::: Texto de la página :::

Hoy los “inscritos y las inscritas” (esa coletilla que se nos antoja tan antigua) han ratificado a la exministra de Igualdad Irene Montero como candidata a las elecciones europeas. Dicen que la operación tiene el objetivo de “relanzar al partido” en una cita en la que quieren medir fuerzas con Sumar. Mentira. Ellos saben bien que el proyecto está acabado y que no hacen otra cosa que alargar la agonía, dando rienda suelta a su resentimiento y ánimo de venganza. Están noqueados, desconcertados, no entienden cómo puede ser que el partido de la izquierda real que ha conseguido subir el salario mínimo interprofesional en este país e incluir el consentimiento de la mujer en los delitos sexuales haya terminado en el vertedero de la democracia. Han pagado cara su arrogancia.

:::

Actividad: Continúe el texto sobre la candidatura de Irene Montero a las elecciones europeas a partir de su última oración.

::: Extractos de datos :::

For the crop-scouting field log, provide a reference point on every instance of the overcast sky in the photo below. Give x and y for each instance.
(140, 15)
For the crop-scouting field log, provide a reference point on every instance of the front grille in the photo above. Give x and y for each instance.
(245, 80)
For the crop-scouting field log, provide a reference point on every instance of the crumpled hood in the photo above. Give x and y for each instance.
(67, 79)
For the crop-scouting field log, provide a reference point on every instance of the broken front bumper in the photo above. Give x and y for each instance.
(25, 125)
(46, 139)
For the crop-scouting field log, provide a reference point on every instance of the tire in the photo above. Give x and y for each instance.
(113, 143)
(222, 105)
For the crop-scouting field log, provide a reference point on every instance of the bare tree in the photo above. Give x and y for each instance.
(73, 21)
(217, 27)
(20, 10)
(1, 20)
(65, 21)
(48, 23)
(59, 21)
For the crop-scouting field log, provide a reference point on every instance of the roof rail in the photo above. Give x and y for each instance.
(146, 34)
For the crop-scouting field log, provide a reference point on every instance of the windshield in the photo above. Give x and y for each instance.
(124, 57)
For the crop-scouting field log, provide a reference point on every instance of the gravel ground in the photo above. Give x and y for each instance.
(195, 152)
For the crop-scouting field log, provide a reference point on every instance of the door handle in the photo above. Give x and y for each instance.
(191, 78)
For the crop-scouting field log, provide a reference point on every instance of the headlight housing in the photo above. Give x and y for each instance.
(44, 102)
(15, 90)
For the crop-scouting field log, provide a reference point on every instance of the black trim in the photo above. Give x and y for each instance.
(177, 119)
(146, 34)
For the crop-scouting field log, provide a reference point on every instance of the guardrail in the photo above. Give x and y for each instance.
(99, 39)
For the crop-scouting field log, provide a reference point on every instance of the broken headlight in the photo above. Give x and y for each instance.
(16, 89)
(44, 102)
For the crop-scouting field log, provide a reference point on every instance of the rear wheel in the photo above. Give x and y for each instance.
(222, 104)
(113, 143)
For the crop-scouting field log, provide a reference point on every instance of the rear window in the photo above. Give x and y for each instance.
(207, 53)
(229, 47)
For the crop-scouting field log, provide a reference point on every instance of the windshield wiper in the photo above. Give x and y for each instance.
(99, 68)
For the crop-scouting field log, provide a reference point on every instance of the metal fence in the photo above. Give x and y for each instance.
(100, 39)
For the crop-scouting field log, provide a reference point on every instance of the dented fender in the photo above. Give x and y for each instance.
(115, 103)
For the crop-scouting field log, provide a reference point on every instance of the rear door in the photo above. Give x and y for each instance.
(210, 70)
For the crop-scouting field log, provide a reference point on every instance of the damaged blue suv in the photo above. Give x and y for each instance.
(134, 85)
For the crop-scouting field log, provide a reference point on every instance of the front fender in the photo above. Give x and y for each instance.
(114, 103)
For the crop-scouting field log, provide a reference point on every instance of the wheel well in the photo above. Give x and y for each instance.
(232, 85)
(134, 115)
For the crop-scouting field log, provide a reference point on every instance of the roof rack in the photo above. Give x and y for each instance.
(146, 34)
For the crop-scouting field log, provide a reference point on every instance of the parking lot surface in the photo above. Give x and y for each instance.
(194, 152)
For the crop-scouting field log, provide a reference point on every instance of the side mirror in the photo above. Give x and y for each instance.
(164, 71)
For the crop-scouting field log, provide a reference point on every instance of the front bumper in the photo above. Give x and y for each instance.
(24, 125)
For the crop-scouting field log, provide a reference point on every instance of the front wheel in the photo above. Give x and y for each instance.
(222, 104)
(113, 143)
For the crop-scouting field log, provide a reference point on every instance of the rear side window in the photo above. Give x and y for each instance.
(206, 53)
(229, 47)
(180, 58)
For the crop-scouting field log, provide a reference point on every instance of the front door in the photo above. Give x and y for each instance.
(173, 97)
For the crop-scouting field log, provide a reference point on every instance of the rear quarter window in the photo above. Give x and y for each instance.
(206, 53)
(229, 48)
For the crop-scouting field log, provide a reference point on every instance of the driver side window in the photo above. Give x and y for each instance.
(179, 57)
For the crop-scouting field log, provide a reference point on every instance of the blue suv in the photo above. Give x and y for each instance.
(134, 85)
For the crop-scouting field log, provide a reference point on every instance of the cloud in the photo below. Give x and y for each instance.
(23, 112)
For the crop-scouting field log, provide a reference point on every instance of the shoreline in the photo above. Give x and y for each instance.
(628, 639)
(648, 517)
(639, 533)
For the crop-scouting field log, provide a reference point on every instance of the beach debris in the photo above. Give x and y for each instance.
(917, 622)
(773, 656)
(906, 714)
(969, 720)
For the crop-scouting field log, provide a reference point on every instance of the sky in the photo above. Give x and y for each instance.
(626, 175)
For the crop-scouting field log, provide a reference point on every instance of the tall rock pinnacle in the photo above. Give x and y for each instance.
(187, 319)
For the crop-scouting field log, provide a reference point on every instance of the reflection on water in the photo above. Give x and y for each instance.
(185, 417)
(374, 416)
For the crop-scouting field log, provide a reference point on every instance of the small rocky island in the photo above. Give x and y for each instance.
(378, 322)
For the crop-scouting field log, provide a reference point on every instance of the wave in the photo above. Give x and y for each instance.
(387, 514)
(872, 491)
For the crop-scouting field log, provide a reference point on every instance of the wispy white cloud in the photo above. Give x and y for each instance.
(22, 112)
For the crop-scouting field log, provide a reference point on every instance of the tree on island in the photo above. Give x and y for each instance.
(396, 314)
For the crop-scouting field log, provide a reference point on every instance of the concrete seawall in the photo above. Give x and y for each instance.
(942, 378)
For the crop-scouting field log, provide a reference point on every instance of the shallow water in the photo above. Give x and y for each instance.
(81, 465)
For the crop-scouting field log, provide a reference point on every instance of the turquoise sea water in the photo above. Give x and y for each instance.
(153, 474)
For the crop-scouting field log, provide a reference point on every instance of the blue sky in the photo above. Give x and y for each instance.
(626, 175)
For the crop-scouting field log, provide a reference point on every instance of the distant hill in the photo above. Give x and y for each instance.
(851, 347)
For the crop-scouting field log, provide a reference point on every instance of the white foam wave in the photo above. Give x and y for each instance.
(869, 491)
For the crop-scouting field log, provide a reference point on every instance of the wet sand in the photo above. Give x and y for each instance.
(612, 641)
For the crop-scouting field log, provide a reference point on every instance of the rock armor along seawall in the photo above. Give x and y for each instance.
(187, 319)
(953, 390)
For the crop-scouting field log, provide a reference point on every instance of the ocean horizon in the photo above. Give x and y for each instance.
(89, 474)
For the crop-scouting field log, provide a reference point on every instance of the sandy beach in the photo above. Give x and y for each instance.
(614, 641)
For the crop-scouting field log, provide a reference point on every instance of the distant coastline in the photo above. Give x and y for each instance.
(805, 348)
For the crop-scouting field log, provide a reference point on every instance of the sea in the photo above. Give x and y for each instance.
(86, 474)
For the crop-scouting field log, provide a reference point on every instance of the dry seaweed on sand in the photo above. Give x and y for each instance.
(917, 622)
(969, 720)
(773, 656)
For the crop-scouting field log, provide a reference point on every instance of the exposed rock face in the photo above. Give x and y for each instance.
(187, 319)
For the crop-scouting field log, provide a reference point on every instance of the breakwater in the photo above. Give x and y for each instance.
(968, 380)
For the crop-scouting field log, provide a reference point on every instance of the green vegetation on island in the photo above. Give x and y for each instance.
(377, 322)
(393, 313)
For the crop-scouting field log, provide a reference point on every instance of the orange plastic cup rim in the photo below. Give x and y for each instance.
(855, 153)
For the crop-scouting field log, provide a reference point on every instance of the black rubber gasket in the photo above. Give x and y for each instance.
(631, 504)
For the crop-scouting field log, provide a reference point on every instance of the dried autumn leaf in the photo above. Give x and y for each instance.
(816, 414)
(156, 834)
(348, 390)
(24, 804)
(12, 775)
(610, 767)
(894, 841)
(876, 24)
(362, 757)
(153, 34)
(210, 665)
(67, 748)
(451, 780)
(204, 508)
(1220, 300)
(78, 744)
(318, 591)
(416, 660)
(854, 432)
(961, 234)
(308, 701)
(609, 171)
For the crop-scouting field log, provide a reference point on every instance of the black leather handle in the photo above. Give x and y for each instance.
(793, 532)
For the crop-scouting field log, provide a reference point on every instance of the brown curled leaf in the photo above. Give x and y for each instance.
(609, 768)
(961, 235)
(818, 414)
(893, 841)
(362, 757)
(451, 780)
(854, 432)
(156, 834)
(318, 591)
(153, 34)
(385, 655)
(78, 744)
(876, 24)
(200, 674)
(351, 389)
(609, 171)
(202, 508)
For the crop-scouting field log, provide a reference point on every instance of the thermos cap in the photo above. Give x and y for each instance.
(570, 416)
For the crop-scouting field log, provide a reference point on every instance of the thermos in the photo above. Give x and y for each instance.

:::

Respuesta al ejercicio:
Llegaron para asaltar los cielos y han acabado en el entresuelo de la historia. Entre la fuerza del bipartidismo, las cloacas del Estado, el lawfare que se ensañó con ellos, la maquinaria de propaganda de la caverna mediática y sus propias rencillas personales (durante años se han navajeado a conciencia como vulgares choros pandilleros), el partido ha quedado reducido a escombros. Y levantarlo va a ser imposible. Si el mesías de la coleta regresara de los limbos de Youtube para ponerse al frente de las huestes desmoralizadas, aún cabría una mínima esperanza para los más optimistas. Pero nos parece que ni aún así. Esto ya no lo levanta ni un Pablo Iglesias renacido y vestido de Superman. Nadie cree en Podemos. Nadie confía en el milagro, salvo los que aún tienen un carguete y un chupito del Estado de cuatro duros que echarse al bolsillo. Nadie espera que haya remontada. Irene Montero no va a ser revulsivo de nada. Porque el sueño de una izquierda española fuerte y decisiva tuvo su momento y ya no volverá, al menos durante mucho tiempo. Estamos en otro momento trágico muy diferente al de 2011, cuando germinó la enésima revolución efímera. Es la hora de la extrema derecha en toda Europa, que hoy capitaliza las protestas de los agricultores. Ultras que han aprovechado el fracaso, la mediocridad, el cainismo y la ineptitud de los que venían a salvar a la famélica legión para hacer realidad el “quítate tú, que me pongo yo”.